Bacaan:
Hari ini saya tertarik membaca tautan berita di status
FBnya Muhammad Arif Kirdiat mengenai perusahaan kosmetik ‘Lush’ yang akan
memasang bendera Bintang Kejora di setiap jendela tokonya di Australia dan
Selandia Baru, membagi-bagikan pamflet kepada pengunjung dan menjual sebuah
parfum edisi terbatas, yang dananya akan disumbangkan untuk gerakan kemerdekaan
Papua. Pemerintah Indonesia terkejut dan mempertanyakan motif di balik dukungan
mereka terhadap gerakan kemerdekaan Papua. Bahkan seorang pejabat KBRI di
Canberra menyatakan apakah perusahaan tersebut mengetahui tentang situasi sebenarnya
di lapangan Papua.
Oleh : Irvan Hq
Saya jadi senyum sendiri melihat reaksi pejabat
kita yang kebakaran jenggot, padahal menurut saya ada baiknya kita juga
melakukan intropeksi diri ke dalam untuk mengetahui ada masalah apa
sesungguhnya sehingga masih saja terjadi gerakan kemerdekaan di Papua.

Tugas Singkat:
Tolong ulangi kata demi kata bagian dari bacaan tentang Lush dan Papua di atas, mulai dari kata-kata yang memuat "Oleh : Irvan" dan berhenti setelah "kemerdekaan di Papua.". Daftar ini diambil dari sumber yang berbeda.

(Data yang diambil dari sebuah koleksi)

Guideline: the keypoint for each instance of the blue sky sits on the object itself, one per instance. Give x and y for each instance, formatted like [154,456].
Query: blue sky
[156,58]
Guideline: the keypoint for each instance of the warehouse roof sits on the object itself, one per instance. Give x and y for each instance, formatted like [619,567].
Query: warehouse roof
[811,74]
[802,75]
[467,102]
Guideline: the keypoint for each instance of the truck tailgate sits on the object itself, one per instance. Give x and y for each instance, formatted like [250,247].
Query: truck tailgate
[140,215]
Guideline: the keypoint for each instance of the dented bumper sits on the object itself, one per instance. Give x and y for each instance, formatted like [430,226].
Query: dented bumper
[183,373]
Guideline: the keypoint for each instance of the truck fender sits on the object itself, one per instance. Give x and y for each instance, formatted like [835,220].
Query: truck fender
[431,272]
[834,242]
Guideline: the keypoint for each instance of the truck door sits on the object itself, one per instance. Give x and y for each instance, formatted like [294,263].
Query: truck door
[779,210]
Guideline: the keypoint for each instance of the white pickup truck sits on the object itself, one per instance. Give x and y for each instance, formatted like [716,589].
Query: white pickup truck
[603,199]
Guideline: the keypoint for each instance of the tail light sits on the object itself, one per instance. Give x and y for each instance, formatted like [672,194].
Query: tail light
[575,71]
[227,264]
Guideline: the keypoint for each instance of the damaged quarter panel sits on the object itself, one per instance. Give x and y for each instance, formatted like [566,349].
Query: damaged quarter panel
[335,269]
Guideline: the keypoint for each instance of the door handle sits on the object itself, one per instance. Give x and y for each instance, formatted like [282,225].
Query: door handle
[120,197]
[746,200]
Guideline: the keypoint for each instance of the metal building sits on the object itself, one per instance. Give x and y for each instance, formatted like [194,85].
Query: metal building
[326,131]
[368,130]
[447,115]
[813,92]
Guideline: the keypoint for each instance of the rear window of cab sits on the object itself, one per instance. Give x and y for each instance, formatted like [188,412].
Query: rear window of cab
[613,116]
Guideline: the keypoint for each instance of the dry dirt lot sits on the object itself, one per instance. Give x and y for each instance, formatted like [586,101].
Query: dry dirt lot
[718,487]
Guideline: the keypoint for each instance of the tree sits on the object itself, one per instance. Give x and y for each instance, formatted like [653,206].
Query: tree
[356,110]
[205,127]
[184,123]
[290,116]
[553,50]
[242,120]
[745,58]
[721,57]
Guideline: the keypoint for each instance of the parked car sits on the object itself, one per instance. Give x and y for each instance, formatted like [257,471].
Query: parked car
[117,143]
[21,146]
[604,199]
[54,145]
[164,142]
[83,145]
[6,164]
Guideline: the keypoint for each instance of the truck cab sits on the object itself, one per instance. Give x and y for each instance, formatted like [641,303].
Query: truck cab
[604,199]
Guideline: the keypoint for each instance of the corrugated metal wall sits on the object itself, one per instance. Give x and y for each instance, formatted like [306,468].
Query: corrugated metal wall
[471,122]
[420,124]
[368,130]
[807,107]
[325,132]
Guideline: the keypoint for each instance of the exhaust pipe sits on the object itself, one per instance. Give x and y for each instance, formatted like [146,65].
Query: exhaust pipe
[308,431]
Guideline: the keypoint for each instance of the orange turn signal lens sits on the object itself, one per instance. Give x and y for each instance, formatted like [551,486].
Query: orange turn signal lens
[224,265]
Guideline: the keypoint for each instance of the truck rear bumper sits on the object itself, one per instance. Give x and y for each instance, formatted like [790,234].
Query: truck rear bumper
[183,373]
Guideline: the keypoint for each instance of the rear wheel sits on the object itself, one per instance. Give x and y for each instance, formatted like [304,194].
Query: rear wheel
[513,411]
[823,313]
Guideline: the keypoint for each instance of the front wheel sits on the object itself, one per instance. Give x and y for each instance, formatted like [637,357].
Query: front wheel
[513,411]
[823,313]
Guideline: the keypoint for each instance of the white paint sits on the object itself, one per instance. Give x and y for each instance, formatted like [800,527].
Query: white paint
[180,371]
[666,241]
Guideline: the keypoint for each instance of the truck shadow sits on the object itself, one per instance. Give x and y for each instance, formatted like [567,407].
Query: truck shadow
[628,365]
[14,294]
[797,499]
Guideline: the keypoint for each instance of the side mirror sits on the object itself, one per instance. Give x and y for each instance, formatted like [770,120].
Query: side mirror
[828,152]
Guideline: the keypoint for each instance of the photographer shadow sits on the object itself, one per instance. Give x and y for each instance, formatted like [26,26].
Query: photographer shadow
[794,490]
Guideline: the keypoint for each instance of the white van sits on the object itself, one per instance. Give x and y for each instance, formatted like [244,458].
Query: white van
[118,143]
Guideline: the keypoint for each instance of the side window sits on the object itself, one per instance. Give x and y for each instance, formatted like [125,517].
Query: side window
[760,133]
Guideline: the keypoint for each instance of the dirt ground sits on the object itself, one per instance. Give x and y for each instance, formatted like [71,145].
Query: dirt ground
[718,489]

Jawaban Tugas:
Oleh : Irvan Hq
Saya jadi senyum sendiri melihat reaksi pejabat
kita yang kebakaran jenggot, padahal menurut saya ada baiknya kita juga
melakukan intropeksi diri ke dalam untuk mengetahui ada masalah apa
sesungguhnya sehingga masih saja terjadi gerakan kemerdekaan di Papua.